## Required task
Below are the records. Restate word for word every line from the one that contains "Where can the hazy" through the final line, both included.
:::
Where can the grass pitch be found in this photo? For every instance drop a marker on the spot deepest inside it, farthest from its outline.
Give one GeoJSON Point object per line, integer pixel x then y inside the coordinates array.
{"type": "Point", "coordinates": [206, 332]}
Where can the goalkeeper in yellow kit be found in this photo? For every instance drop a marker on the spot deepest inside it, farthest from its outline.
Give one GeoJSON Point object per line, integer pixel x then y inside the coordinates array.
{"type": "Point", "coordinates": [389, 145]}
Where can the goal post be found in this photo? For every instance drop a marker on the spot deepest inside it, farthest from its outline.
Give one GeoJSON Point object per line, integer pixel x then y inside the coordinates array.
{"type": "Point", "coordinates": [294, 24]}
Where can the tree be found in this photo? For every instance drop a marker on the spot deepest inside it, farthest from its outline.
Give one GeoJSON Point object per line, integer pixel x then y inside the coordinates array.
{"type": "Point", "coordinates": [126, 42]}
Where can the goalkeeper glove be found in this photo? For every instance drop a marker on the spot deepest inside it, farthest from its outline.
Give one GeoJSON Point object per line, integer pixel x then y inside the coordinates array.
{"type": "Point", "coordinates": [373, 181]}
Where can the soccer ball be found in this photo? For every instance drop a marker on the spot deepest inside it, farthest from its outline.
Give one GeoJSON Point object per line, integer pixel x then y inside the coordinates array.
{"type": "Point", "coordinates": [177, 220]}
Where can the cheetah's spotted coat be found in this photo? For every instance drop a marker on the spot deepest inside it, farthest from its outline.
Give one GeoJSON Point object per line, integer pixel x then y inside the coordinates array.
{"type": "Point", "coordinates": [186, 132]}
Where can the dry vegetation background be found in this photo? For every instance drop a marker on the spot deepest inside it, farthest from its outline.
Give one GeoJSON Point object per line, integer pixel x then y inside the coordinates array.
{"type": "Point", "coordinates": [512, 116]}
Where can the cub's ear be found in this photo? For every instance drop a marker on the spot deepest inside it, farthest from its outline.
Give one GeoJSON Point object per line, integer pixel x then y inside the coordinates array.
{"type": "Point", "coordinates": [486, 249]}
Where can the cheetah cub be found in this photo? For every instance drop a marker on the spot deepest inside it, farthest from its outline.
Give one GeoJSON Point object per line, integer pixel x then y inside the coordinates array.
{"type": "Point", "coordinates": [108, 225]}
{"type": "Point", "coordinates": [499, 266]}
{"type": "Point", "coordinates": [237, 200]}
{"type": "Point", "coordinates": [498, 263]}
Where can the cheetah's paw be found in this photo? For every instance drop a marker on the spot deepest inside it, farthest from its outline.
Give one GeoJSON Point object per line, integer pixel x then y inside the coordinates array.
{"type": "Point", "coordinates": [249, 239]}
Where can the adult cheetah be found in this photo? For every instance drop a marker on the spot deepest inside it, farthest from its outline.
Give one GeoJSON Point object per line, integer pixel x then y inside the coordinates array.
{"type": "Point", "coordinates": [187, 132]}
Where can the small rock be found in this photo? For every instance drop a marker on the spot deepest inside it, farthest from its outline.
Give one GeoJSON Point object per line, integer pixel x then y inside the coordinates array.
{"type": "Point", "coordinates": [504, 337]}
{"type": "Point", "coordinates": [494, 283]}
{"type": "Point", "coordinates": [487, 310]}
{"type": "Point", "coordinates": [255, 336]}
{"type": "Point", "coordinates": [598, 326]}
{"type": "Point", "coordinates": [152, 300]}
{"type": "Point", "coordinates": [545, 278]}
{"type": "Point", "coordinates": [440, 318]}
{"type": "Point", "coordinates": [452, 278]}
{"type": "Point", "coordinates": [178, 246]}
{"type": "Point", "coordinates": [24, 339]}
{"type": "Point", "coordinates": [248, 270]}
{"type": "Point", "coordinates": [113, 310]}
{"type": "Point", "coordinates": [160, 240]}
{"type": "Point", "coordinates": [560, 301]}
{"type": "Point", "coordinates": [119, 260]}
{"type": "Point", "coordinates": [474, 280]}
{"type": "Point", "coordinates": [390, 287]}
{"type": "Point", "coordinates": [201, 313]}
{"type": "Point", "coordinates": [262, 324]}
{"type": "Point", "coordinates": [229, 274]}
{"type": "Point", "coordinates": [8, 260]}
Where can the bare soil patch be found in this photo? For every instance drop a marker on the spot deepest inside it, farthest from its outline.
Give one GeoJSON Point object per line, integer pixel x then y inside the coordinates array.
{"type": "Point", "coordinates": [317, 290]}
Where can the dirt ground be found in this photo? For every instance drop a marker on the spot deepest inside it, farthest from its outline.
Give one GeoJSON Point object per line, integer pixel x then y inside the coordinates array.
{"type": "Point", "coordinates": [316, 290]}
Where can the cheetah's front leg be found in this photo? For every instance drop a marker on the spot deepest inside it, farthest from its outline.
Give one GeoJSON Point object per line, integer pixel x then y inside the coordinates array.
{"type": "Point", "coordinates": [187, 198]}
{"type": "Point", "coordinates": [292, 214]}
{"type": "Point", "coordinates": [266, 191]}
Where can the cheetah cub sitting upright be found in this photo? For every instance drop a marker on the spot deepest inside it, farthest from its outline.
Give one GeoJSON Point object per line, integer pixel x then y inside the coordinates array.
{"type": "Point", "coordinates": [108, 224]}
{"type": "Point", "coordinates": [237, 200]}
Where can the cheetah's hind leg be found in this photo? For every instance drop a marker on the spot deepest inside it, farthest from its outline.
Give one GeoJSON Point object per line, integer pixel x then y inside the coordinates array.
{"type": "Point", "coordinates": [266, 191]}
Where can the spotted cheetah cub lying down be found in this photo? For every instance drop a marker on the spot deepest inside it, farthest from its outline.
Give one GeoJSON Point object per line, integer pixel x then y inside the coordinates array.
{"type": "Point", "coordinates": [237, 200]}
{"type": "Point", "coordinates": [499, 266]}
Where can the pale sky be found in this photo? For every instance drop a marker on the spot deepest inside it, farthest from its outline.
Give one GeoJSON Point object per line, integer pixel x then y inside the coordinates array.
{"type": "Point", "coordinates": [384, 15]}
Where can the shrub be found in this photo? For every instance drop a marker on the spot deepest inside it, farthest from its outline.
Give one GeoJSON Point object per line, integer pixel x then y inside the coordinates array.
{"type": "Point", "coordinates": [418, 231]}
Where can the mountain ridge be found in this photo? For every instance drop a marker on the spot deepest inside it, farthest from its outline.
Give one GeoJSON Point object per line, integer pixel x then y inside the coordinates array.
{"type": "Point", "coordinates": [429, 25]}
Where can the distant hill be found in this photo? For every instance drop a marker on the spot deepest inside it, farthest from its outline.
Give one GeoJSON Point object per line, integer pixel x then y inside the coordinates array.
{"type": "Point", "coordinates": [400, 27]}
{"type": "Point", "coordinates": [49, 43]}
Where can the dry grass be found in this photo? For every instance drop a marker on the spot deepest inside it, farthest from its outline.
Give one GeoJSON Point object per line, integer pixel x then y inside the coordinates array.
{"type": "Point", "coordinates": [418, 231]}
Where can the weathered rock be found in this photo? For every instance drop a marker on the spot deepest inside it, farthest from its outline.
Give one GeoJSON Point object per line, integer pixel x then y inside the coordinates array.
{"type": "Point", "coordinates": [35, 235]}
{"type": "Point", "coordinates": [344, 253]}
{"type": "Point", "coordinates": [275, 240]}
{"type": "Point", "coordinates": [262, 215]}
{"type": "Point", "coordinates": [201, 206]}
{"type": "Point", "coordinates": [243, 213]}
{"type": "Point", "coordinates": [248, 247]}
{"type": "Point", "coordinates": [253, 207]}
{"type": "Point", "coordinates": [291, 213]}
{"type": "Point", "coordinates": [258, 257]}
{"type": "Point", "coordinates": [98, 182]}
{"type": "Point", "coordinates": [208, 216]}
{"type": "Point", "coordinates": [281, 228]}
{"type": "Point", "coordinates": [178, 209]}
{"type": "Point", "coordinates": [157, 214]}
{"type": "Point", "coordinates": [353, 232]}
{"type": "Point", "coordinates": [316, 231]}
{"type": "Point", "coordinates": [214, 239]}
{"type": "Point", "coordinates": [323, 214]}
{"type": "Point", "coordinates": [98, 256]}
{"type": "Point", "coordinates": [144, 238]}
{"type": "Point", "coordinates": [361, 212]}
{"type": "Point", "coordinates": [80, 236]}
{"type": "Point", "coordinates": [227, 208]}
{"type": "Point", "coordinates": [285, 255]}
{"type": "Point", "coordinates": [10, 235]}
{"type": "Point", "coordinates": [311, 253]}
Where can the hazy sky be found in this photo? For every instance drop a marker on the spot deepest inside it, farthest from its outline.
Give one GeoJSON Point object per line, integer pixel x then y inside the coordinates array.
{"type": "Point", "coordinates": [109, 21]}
:::
## Result of the exercise
Where can the hazy sky be found in this photo? For every instance drop a marker on the spot deepest inside it, farthest from its outline.
Give one GeoJSON Point object per line, integer pixel x then y inside the coordinates array.
{"type": "Point", "coordinates": [109, 21]}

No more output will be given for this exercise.